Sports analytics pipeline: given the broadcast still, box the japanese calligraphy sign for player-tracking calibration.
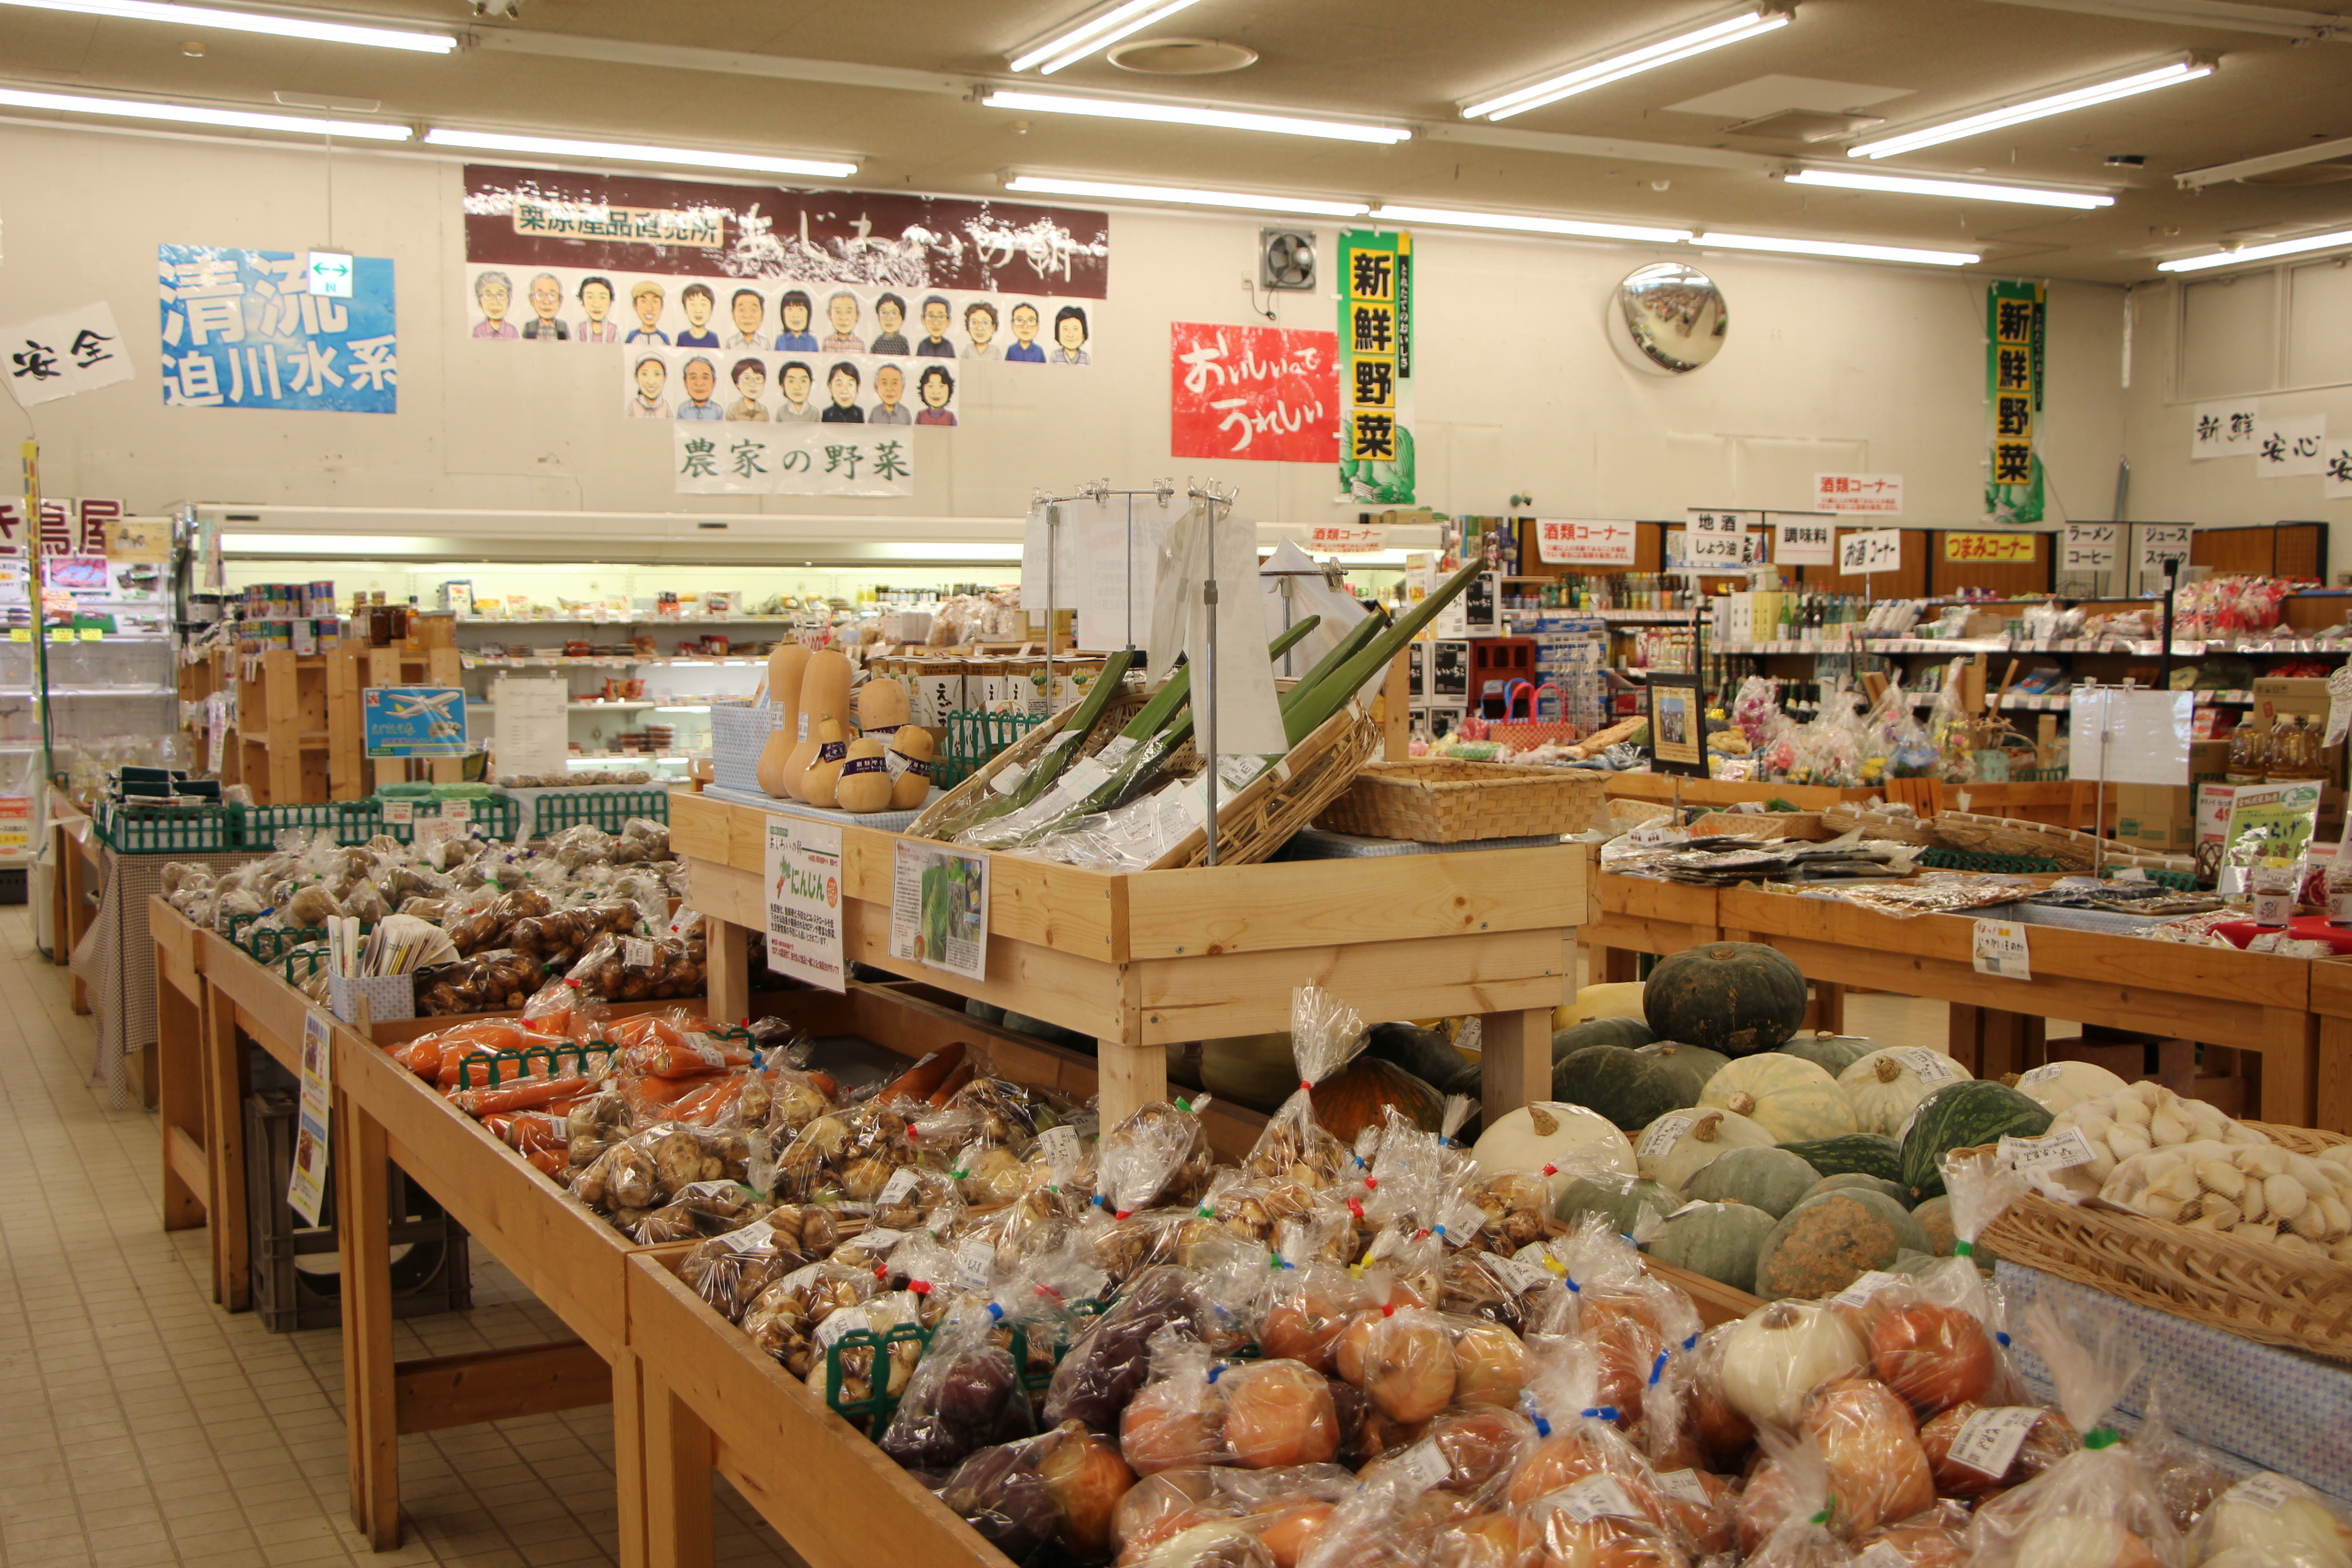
[1338,229,1415,504]
[1684,510,1759,565]
[1943,533,2036,564]
[2,302,133,407]
[1984,281,2045,524]
[622,346,957,426]
[1813,473,1904,514]
[1307,524,1387,554]
[2061,523,2118,574]
[672,424,912,497]
[1838,528,1903,574]
[2190,398,2259,460]
[158,246,396,413]
[2327,436,2352,501]
[1169,321,1338,463]
[1771,516,1835,566]
[2256,412,2328,478]
[2136,524,2192,593]
[0,497,117,559]
[1535,518,1639,566]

-- -- --

# Exercise instructions
Images must not appear in the copy; reproduce everything else in the records verbatim.

# Result of this exercise
Sports analytics pipeline: given the broadcast still, box the japanese calligraphy sign for player-tracking calibration.
[1338,229,1415,504]
[1684,510,1759,565]
[1943,533,2036,564]
[2,302,133,407]
[1984,281,2045,524]
[622,346,957,426]
[1813,473,1904,514]
[1307,524,1387,554]
[2061,523,2118,574]
[672,424,912,497]
[1838,528,1903,574]
[2190,398,2259,460]
[158,246,396,413]
[2327,436,2352,501]
[1169,321,1338,463]
[1771,516,1835,566]
[2256,412,2328,478]
[2136,524,2192,593]
[0,497,117,559]
[1535,518,1639,566]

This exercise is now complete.